* [Task item]: Keeping every word intact, reproduce all of the records.
+++++
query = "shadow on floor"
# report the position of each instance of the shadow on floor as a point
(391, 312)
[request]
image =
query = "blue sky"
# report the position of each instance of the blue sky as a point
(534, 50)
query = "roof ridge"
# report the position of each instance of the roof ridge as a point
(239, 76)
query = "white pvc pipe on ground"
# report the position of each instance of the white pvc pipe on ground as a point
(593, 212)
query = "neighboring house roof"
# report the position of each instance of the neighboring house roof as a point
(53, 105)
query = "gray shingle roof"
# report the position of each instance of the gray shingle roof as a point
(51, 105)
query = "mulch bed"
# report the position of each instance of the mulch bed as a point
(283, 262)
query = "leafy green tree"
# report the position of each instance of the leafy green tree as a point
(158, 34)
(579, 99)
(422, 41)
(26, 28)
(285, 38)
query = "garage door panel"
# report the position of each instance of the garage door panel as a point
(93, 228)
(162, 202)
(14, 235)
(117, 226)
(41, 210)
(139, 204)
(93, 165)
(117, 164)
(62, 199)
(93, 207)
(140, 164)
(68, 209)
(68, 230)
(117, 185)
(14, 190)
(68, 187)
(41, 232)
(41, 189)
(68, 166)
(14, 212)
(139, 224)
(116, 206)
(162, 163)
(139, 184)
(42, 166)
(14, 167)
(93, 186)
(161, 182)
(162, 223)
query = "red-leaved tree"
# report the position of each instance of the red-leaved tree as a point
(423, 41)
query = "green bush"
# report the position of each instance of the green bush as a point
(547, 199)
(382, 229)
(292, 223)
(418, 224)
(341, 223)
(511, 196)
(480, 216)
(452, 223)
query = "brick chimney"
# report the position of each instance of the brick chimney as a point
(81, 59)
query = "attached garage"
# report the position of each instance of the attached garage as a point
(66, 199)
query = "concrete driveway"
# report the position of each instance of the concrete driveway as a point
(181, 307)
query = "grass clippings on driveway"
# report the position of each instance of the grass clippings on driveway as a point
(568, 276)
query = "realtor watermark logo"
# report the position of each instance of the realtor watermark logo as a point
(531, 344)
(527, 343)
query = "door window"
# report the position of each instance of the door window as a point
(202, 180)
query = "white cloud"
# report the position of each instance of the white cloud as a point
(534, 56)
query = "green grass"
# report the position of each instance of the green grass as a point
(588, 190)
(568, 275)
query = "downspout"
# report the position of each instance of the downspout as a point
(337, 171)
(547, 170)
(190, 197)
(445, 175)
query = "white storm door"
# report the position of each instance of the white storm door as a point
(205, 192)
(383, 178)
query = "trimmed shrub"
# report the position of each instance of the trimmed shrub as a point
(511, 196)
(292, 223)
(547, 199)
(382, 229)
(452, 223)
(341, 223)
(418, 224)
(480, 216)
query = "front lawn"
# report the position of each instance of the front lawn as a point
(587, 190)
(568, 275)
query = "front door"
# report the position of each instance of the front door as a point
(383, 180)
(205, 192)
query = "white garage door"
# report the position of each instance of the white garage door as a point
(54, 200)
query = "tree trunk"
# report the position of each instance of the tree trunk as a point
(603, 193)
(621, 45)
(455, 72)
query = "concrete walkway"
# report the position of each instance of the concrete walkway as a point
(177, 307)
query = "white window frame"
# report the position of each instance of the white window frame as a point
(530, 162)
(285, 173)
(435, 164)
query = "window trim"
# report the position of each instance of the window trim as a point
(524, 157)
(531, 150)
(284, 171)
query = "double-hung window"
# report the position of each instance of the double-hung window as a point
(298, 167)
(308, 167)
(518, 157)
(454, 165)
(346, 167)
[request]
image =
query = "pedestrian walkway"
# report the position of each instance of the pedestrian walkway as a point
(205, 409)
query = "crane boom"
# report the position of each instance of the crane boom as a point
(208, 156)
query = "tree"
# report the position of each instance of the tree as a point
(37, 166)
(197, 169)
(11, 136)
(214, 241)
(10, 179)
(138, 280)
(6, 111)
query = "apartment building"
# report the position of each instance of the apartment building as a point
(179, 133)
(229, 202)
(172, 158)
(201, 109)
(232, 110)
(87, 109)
+++++
* [Your solution]:
query = "shadow on floor"
# report the position of each instance of the shadow on floor as a point
(391, 312)
[request]
image =
query = "blue sky"
# report the position of each instance of the blue sky as a point
(534, 50)
query = "roof ridge"
# report the position of each instance of the roof ridge as a point
(239, 76)
query = "white pvc pipe on ground"
# report the position of each instance of the white pvc pipe on ground as a point
(593, 212)
query = "neighboring house roof"
# report the position of each instance of the neighboring house roof as a point
(53, 105)
query = "gray shingle roof"
# report the position of each instance of the gray shingle roof as a point
(51, 105)
query = "mulch bed"
# report the position of each instance of the mulch bed as a point
(283, 262)
query = "leafy green tree"
# report the position of each instance of the leafy green tree as a point
(158, 34)
(579, 99)
(422, 41)
(26, 28)
(285, 38)
query = "garage door panel"
# report the position of each instance of the garage door panel as a point
(93, 228)
(162, 202)
(14, 235)
(117, 226)
(41, 210)
(139, 204)
(93, 165)
(117, 164)
(62, 199)
(93, 207)
(140, 164)
(68, 209)
(68, 230)
(117, 185)
(14, 190)
(68, 187)
(41, 232)
(41, 189)
(68, 166)
(14, 212)
(139, 224)
(116, 206)
(162, 163)
(139, 184)
(42, 166)
(14, 167)
(93, 186)
(161, 182)
(162, 223)
query = "red-leaved tree"
# report the position of each instance of the red-leaved tree as a point
(423, 41)
query = "green bush"
# report the position of each instance of the green bush as a point
(547, 199)
(382, 229)
(292, 223)
(418, 224)
(341, 223)
(511, 196)
(480, 216)
(452, 223)
query = "brick chimney"
# report the position of each instance of the brick chimney as a point
(81, 59)
query = "attached garage"
# report the position of each instance of the attached garage as a point
(66, 199)
query = "concrete driveway"
# report the position of each instance of the concrete driveway as a point
(181, 307)
query = "grass clippings on driveway"
# report the position of each instance of the grass clippings on driveway as a point
(568, 276)
query = "realtor watermark logo"
# report the position of each instance of the realtor watermark logo as a point
(531, 344)
(527, 343)
query = "door window"
# report the position of each instance of the door window as a point
(202, 180)
query = "white cloud"
# report the position of each instance of the white cloud as a point
(534, 56)
query = "green grass"
# report the position of each instance of the green grass as a point
(588, 190)
(568, 275)
query = "downspout"
# report the position of each instance of the downspout as a point
(337, 171)
(547, 170)
(190, 197)
(445, 175)
query = "white storm door"
# report the position of each instance of the white storm door as a point
(205, 192)
(383, 178)
query = "trimmed shrub"
# report the position of each instance of the trimmed shrub as a point
(511, 196)
(292, 223)
(547, 199)
(382, 229)
(452, 223)
(341, 223)
(418, 224)
(480, 216)
query = "front lawn"
# report the position of each instance of the front lawn as a point
(587, 190)
(568, 275)
query = "front door"
# report the position of each instance of the front door as a point
(383, 180)
(205, 192)
query = "white garage door"
# report the position of each instance of the white garage door as a point
(54, 200)
query = "tree trunk"
# report the position of each instance of the tree trunk as a point
(603, 193)
(621, 45)
(455, 72)
query = "concrete walkway"
# report the position of each instance of the concrete walkway as a point
(177, 307)
query = "white window frame"
# report the position of each instance of the white window frame as a point
(530, 162)
(285, 173)
(435, 164)
query = "window trim"
# report the position of each instance of the window trim as a point
(524, 157)
(531, 150)
(284, 171)
query = "double-hung window"
# report the position of each instance of the double-hung window as a point
(298, 167)
(308, 167)
(518, 157)
(454, 165)
(346, 167)
[request]
image =
query = "pedestrian walkway"
# report the position of each instance of the pedestrian walkway as a point
(205, 409)
query = "crane boom"
# report the position of each instance of the crane boom as a point
(208, 156)
query = "tree"
# report the position of each instance of the tree as a point
(37, 166)
(197, 169)
(11, 136)
(214, 241)
(10, 179)
(138, 280)
(6, 111)
query = "apartment building"
# report the position of each instance of the apartment building as a point
(179, 133)
(229, 202)
(172, 158)
(201, 109)
(232, 110)
(87, 109)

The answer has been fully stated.